What is being asked: Copy each line from the data that has the word "ampoule" in it.

Excerpted data:
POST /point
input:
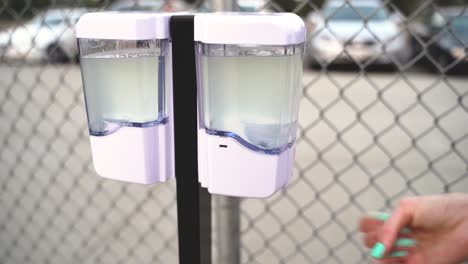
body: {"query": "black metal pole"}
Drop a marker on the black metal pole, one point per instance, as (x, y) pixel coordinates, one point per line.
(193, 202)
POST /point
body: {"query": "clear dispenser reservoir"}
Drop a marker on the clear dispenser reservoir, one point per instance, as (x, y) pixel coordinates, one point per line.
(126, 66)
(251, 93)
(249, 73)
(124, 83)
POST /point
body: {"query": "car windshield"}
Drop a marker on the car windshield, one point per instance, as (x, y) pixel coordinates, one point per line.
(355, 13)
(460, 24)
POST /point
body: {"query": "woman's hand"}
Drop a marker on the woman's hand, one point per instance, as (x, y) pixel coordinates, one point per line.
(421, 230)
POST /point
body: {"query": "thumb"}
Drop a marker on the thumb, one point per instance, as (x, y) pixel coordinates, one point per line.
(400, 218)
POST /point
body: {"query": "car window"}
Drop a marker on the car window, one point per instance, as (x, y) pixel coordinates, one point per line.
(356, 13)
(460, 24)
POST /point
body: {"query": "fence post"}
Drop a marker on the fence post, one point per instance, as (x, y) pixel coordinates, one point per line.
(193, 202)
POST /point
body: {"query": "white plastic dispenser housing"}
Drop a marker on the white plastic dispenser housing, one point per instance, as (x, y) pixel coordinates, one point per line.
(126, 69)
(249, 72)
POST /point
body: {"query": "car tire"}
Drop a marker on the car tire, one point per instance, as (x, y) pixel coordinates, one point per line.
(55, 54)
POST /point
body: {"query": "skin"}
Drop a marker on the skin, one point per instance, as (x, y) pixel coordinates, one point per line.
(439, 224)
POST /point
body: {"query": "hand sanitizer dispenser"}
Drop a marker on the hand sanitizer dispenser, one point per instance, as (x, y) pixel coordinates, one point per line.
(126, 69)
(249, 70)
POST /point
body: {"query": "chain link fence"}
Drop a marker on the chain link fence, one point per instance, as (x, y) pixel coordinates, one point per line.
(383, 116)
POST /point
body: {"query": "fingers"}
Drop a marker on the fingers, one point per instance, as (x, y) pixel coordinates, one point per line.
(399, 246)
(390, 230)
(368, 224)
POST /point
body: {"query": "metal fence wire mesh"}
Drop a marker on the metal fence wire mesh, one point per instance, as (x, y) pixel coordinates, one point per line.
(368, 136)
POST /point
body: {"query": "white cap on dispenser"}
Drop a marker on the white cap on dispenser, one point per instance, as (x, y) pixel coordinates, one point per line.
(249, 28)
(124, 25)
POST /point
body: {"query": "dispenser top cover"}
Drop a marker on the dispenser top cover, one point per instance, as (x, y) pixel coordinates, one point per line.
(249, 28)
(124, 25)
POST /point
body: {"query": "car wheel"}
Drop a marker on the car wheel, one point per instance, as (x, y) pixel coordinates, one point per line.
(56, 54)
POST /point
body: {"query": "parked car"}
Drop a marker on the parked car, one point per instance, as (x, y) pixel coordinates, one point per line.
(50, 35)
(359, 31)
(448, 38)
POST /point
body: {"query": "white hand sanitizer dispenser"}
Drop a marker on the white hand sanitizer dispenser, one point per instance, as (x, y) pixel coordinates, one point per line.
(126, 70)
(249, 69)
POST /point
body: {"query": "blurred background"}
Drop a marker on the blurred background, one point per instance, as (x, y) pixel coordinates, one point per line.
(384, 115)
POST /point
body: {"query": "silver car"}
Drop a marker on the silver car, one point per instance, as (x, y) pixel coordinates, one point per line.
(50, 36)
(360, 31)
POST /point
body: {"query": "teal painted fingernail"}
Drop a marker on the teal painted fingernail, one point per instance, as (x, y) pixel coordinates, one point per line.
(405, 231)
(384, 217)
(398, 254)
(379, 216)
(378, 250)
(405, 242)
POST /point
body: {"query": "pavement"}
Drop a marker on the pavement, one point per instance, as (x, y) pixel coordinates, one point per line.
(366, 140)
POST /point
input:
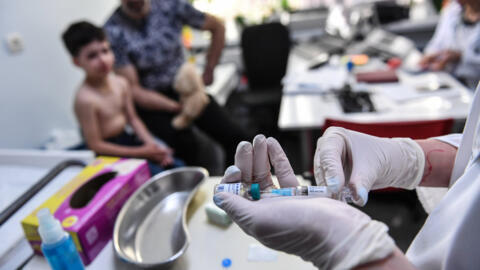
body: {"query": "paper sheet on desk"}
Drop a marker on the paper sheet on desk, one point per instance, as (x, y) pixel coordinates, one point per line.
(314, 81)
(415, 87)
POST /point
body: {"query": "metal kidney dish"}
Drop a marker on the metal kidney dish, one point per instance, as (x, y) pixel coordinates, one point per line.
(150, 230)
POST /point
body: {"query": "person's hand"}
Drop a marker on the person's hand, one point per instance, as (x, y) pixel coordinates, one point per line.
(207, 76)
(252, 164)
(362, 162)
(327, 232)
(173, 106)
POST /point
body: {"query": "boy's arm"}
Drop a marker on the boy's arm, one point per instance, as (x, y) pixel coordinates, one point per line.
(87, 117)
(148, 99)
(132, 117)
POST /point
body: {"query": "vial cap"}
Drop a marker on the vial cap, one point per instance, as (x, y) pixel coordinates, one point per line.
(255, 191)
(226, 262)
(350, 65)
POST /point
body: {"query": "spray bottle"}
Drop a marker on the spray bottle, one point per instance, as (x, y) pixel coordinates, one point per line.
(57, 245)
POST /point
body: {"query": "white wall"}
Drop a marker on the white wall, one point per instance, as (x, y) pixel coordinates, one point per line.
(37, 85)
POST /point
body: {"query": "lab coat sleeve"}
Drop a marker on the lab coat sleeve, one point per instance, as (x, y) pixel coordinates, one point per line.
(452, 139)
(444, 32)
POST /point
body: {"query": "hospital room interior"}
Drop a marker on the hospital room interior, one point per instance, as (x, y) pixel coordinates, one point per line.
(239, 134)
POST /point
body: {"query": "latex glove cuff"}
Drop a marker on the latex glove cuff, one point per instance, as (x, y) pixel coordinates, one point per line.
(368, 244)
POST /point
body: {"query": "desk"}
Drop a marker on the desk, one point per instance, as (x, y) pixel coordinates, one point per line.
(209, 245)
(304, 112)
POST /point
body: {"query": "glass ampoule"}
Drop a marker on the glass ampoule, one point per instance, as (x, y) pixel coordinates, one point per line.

--

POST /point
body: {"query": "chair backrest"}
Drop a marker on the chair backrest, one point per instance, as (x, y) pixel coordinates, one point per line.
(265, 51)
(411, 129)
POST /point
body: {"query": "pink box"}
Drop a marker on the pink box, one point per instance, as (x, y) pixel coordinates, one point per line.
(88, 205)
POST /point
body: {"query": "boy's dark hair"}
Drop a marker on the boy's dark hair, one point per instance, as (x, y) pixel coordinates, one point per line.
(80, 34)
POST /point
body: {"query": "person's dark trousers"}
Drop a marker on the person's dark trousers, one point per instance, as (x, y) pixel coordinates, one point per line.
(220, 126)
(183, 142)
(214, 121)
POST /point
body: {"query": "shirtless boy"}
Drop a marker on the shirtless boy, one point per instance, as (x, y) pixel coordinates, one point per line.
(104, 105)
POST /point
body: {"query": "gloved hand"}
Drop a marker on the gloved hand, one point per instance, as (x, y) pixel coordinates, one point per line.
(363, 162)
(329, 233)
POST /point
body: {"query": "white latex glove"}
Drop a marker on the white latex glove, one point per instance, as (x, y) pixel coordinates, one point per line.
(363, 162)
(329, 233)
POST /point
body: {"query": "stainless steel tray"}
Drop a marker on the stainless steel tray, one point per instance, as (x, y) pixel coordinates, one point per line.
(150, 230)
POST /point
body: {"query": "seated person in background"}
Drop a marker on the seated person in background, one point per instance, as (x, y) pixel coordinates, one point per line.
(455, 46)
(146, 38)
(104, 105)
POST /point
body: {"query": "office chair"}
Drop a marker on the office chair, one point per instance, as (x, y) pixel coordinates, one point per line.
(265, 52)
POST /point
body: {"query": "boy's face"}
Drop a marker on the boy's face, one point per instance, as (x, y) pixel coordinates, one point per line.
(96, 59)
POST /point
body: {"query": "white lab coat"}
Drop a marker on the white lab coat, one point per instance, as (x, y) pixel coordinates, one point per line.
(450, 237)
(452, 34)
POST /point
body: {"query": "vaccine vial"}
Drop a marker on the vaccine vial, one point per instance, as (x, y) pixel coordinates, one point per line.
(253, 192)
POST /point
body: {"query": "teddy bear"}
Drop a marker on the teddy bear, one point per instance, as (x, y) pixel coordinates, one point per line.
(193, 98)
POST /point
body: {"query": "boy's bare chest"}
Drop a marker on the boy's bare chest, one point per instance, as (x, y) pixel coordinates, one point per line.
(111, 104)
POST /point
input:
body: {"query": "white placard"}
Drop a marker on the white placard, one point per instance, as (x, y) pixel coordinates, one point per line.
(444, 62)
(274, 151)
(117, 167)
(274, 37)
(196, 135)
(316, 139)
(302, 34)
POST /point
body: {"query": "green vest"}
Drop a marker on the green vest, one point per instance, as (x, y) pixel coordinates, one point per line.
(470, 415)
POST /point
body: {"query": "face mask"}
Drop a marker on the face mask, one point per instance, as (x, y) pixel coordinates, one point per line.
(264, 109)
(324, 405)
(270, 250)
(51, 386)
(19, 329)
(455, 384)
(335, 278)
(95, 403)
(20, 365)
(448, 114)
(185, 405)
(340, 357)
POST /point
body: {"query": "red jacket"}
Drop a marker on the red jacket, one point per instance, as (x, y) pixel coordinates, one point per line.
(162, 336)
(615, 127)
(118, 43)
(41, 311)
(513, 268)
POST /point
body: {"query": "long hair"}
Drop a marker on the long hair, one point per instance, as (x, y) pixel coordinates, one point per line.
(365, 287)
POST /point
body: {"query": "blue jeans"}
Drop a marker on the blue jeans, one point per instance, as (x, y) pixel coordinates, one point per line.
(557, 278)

Task output:
body: {"query": "glass ampoule"}
Drop a marker on the glass ampoule, one point per instance, as (x, y) pixel coordinates, one point per line.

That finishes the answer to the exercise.